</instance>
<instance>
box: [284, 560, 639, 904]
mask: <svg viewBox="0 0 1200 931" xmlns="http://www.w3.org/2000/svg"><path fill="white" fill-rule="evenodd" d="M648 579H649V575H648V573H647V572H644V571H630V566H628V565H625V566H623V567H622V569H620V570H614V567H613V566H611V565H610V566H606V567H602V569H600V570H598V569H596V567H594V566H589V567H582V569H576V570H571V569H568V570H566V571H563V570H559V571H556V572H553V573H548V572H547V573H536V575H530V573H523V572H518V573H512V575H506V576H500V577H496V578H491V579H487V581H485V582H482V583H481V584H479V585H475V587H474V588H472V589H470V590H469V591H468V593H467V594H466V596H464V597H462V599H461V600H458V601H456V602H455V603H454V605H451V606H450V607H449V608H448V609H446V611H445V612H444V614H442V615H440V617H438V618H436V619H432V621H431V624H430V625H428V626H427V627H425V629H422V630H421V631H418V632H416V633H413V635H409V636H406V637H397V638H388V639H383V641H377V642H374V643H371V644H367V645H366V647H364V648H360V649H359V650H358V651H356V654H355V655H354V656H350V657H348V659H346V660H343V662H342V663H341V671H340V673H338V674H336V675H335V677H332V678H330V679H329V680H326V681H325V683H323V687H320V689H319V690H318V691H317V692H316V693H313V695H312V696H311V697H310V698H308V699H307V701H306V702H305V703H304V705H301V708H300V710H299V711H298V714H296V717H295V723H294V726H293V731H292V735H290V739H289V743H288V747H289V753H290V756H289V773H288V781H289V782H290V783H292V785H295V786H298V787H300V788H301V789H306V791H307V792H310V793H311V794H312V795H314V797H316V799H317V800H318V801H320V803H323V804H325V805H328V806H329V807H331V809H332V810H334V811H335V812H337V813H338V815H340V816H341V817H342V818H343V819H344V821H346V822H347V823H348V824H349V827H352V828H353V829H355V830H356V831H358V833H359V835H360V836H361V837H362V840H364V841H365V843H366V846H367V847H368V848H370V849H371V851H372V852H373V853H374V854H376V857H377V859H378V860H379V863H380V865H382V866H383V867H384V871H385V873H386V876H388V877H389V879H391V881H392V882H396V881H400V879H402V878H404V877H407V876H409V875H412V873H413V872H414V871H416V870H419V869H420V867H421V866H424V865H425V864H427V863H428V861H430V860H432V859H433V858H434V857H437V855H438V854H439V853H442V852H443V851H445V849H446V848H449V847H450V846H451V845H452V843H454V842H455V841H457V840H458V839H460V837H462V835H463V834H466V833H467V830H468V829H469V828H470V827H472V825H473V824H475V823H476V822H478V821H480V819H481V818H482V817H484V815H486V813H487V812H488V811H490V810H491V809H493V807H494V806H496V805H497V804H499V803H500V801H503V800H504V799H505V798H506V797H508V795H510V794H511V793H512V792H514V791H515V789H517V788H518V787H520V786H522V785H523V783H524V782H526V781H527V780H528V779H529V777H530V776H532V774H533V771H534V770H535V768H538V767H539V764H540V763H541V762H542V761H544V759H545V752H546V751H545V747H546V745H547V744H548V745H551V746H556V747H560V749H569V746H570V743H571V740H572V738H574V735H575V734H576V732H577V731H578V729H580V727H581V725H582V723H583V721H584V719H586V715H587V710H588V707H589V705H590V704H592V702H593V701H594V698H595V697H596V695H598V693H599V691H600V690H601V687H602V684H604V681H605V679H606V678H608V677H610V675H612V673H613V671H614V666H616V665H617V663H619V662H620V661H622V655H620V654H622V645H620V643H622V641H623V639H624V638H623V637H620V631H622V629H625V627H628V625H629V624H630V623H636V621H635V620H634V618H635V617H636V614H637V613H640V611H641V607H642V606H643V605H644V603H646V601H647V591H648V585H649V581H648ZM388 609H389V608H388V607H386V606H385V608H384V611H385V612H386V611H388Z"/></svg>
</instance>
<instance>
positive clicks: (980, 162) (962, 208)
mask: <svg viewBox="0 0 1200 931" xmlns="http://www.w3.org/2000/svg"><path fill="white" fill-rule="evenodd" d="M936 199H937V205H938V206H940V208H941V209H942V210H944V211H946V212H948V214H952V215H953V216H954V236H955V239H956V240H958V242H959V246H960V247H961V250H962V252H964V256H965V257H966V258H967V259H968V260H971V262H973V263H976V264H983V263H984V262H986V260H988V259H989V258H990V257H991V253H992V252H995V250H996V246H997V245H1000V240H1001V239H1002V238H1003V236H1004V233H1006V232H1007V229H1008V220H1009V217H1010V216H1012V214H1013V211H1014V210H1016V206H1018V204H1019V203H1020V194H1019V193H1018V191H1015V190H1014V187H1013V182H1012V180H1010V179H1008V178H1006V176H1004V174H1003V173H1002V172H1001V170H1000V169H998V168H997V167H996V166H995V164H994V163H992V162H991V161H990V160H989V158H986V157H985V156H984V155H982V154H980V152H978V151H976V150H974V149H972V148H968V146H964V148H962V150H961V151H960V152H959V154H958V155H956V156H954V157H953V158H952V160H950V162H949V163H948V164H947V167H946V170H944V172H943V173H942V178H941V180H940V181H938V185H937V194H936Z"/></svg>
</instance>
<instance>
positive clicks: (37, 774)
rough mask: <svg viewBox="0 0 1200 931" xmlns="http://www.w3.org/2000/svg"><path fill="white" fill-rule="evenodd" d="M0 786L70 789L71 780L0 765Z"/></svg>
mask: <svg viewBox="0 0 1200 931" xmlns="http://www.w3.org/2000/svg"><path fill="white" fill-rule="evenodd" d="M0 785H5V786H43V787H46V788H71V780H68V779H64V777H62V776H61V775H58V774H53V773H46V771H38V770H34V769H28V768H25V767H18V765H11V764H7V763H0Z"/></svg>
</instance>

# # # #

• [DESCRIPTION OF THE TASK]
List the lines of the records where "clicks" occurs.

• [OUTPUT FOR THIS TASK]
positive clicks: (980, 162) (962, 208)
positive clicks: (37, 774)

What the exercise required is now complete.